Given task >>
Quote each of the rows below word for word, keeping their order and line breaks.

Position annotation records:

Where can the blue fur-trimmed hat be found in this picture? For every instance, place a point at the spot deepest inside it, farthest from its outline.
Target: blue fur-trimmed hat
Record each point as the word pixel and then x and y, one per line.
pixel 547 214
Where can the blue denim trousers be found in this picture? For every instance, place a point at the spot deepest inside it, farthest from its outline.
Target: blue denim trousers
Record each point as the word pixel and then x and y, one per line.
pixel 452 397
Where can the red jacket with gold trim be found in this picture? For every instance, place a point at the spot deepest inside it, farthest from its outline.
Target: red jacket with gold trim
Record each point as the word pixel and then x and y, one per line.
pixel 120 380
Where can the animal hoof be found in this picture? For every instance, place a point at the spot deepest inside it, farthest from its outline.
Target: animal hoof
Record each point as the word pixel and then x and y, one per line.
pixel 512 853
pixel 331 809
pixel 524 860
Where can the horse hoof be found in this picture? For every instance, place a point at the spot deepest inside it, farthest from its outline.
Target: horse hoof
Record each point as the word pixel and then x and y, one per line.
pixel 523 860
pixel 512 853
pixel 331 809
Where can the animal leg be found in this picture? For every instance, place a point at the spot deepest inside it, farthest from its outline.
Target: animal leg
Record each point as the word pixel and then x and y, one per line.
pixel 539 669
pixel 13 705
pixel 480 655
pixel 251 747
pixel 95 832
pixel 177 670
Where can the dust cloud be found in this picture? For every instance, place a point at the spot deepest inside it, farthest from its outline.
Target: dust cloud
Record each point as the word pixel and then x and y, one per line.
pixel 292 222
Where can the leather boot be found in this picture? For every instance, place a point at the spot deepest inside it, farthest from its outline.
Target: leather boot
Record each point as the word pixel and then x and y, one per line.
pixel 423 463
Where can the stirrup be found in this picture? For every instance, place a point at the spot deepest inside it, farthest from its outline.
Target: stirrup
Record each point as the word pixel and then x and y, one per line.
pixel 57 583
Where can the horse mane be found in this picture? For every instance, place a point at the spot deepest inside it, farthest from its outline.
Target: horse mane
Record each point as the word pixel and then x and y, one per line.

Exercise response >>
Where can the blue fur-trimmed hat be found in this picture? For every instance, place a point at the spot deepest inside it, farthest from its outline.
Target: blue fur-trimmed hat
Record each point as the word pixel and then x and y, one per line.
pixel 547 214
Where can the blue denim trousers be found in this picture? For every instance, place a point at the spot deepest inside it, farthest from its outline.
Target: blue denim trousers
Record each point as the word pixel and then x and y, one per line.
pixel 452 397
Where can the red jacket with gold trim be found in this picture? For every instance, place a point at the spot deepest inside it, farthest from its outline.
Target: red jacket with gold trim
Record each point as the word pixel and then x and y, one per line.
pixel 120 380
Where can the animal hoof be found in this picture? For every instance, place a point at the spot deepest inside it, farthest from its outline.
Target: animal hoof
Record each point as the word pixel and then x and y, one per line.
pixel 512 853
pixel 331 809
pixel 524 860
Where can the horse hoof be found in this picture? For every instance, place a point at the spot deepest inside it, farthest from its outline.
Target: horse hoof
Record each point as the word pixel and then x and y, one per line.
pixel 523 860
pixel 512 853
pixel 331 809
Where can the animal leg be found in this picture? For every instance, place a point at the spot deepest inside it, farthest from its outline.
Target: animal leg
Record each point as the word pixel and then x and y, one per line.
pixel 539 669
pixel 13 705
pixel 480 655
pixel 251 747
pixel 95 832
pixel 177 670
Where can the dust cloud be found in this picture? For every instance, place a point at the spot deepest inside it, farthest from its outline.
Target: dust cloud
Record each point as the word pixel and then x and y, one per line.
pixel 292 222
Where can the leather boot be found in this picture? For every instance, place a point at the spot deepest inside it, farthest from its outline.
Target: leather boot
Record each point as the word pixel and then x and y, one per line.
pixel 423 463
Where can the stirrup be found in this picture? For every instance, place a point at the spot deepest inside it, farthest from its outline.
Target: stirrup
Record each point as the word pixel and then x and y, one per line.
pixel 57 583
Where can the horse mane be found in this picture? For every instance, place a point at the spot deepest inside it, farthest from its outline.
Target: horse mane
Record each point as the word pixel and then x and y, one per line.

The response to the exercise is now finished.